**Given passage:**
Datadog Entity Generator Skill

Datadog Entity Generator

Generate comprehensive, validated Datadog Software Catalog entity YAML files (v3 schema) through project analysis and engineer interviews.

Workflow Overview

Analyze project - Scan source code for metadata signals
Fetch existing Datadog data - Query API for existing entities, teams, related services
Interview engineer - Fill gaps with targeted questions
Generate YAML - Create complete entity definition(s)
Validate - Check against official JSON schema
Merge/Output - Handle existing files, write to .datadog/

Step 1: Project Analysis

Run the project analyzer to extract metadata signals:

uv run scripts/project_analyzer.py /path/to/project

Detected signals:

pyproject.toml, package.json, pom.xml, build.gradle → name, description, language, dependencies
Dockerfile, docker-compose.yml → service type, dependencies
kubernetes/, helm/, terraform/ → infrastructure, dependencies
.github/workflows/, .gitlab-ci.yml → CI/CD pipelines
README.md, CODEOWNERS → description, owners
Existing .datadog/entity.datadog.yaml → merge base
openapi.yaml, swagger.json → API definitions

Output: JSON with detected values and confidence levels.

Step 2: Fetch Existing Datadog Data

Query Datadog API for context (requires DD_API_KEY and DD_APP_KEY in environment):

uv run scripts/datadog_fetcher.py --service-name <name>

Fetches:

Existing entity definitions for the service
Teams (for owner validation)
Related services with dependencies
Monitors, SLOs associated with service
APM service topology (dependencies)

Step 3: Engineer Interview

Conduct structured interview to fill gaps. See references/interview-guide.md for complete question bank.

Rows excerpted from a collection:
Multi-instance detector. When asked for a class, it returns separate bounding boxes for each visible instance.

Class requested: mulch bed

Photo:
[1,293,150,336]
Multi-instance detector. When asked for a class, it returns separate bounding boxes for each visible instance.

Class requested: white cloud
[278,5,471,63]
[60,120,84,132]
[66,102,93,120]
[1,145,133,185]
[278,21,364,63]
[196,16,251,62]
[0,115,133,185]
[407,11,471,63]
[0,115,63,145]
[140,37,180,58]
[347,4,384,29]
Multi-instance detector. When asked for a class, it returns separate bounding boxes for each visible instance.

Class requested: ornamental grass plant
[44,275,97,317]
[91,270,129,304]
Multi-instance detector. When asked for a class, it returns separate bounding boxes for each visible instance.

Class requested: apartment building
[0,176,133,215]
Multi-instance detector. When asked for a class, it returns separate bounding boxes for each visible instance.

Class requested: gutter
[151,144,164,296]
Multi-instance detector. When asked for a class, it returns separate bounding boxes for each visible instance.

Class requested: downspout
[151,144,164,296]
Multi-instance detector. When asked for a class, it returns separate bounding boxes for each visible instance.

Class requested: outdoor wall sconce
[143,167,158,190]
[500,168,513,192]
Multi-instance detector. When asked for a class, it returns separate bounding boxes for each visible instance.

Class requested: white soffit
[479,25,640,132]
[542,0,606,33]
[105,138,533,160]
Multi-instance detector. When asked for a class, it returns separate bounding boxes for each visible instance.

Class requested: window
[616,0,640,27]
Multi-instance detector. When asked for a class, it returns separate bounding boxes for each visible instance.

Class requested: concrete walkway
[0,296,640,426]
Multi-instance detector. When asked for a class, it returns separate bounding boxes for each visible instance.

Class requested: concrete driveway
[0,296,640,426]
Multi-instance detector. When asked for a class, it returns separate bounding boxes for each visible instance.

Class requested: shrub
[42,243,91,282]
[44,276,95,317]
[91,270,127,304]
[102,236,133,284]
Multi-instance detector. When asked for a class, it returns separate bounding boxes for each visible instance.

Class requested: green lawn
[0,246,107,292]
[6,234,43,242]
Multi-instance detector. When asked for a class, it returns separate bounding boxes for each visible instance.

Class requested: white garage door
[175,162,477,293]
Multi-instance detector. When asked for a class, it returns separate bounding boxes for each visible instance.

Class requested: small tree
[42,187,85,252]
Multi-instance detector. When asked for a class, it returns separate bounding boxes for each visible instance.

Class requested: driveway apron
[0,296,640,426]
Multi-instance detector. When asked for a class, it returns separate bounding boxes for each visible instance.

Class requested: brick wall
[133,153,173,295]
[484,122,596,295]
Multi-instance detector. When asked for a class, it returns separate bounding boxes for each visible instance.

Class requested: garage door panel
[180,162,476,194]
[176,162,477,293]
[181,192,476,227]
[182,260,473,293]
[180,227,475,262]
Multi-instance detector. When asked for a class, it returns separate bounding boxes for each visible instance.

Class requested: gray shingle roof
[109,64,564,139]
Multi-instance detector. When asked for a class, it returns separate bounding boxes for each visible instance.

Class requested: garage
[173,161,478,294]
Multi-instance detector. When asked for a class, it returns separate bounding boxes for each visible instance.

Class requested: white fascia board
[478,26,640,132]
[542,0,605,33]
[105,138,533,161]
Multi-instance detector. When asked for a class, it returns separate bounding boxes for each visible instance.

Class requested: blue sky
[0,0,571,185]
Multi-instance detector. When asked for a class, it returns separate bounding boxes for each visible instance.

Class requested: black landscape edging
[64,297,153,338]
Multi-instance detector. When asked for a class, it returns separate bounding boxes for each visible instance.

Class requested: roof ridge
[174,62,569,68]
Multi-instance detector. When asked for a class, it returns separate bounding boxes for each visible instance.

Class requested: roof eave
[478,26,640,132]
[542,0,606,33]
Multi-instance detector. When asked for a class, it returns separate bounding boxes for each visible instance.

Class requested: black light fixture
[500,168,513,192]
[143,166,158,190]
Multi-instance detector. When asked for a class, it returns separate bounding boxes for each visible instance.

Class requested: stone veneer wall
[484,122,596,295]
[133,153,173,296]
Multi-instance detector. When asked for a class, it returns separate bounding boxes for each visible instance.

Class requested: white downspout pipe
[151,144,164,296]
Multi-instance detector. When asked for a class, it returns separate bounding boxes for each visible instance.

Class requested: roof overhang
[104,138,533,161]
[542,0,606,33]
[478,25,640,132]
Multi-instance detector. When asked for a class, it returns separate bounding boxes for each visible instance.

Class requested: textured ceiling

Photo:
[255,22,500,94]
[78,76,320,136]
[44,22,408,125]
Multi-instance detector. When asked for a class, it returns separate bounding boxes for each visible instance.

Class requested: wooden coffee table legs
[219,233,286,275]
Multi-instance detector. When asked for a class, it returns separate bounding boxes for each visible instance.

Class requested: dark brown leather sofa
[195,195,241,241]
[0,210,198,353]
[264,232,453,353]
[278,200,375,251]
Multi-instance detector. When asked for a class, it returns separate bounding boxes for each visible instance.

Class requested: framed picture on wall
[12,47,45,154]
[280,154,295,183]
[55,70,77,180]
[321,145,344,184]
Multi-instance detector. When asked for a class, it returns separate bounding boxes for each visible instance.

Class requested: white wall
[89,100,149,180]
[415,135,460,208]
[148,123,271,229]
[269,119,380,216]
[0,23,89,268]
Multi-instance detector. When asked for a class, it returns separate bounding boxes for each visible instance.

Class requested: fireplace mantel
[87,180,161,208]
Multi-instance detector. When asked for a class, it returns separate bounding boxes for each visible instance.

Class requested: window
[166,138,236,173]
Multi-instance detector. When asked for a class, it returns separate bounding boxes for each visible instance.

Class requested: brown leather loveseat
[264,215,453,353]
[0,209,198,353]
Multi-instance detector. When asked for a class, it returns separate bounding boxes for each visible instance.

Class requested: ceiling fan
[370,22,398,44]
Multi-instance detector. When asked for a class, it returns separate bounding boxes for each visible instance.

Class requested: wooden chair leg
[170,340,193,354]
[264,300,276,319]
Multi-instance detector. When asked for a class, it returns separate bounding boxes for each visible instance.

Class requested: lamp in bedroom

**What you need to do:**
• 1. Answer these questions using the Datadog entity generator guide:
(a) Which two environment variables must be set before the fetcher script can query the Datadog API?
(b) Which two files are scanned for description and owners?
(c) What does the project analyzer produce as output?
• 2. Pick up the Datadog entity generator guide after its final sentence and keep writing it.

**Task-by-task answers:**
• 1.
(a) DD_API_KEY and DD_APP_KEY.
(b) README.md and CODEOWNERS.
(c) JSON with detected values and confidence levels.

• 2.
Interview strategy:

Start with auto-detected values for confirmation
Ask only for missing required fields
Negotiate optional fields based on engineer preference
Validate URLs and integration patterns

Core questions by entity kind:

Service

Service name (confirm auto-detected or provide)
Display name (human-readable)
Owner team (validate against Datadog teams or accept new)
Tier: critical, high, medium, low
Lifecycle: production, experimental, deprecated
Type: web, grpc, rest, graphql, worker, custom
Languages (confirm from detection)
Dependencies (services, datastores, queues)
System membership (componentOf)
PagerDuty service URL
JIRA project
Confluence space
MS Teams channel
Runbook URL
Dashboard URL

Datastore

Type: postgres, mysql, redis, mongodb, elasticsearch, cassandra, dynamodb, etc.
What services depend on this datastore?

Queue

Type: kafka, rabbitmq, sqs, kinesis, pubsub, etc.
Producer and consumer services?

API

Type: openapi, graphql, rest, grpc
OpenAPI spec file reference?
Implementing service?

System

Component services, datastores, queues
Domain/product area

Required tags (HMH standards):

env: (production, staging, development)
service: (service name)
tier: (critical, high, medium, low)

Step 4: Generate YAML

Use the entity generator with collected data:

uv run scripts/entity_generator.py --input collected_data.json --output .datadog/

Multi-entity support: For monorepos, generate multiple entities separated by --- in single file or separate files.

Step 5: Validate

Validate against official Datadog JSON schema:

uv run scripts/schema_validator.py .datadog/entity.datadog.yaml

Validation checks:

Required fields present (apiVersion, kind, metadata.name)
Valid enum values (lifecycle, tier, kind)
URL formats for links and integrations
Contact email format
Tag format (key:value)

Step 6: Merge & Output

If .datadog/entity.datadog.yaml exists:

Parse existing definitions
Deep merge with new data (new values override, arrays extend)
Preserve custom extensions
Show diff for engineer approval

Output location: .datadog/entity.datadog.yaml

Entity Schema Quick Reference

See references/v3-schema.md for complete schema documentation.

Common Structure (all kinds)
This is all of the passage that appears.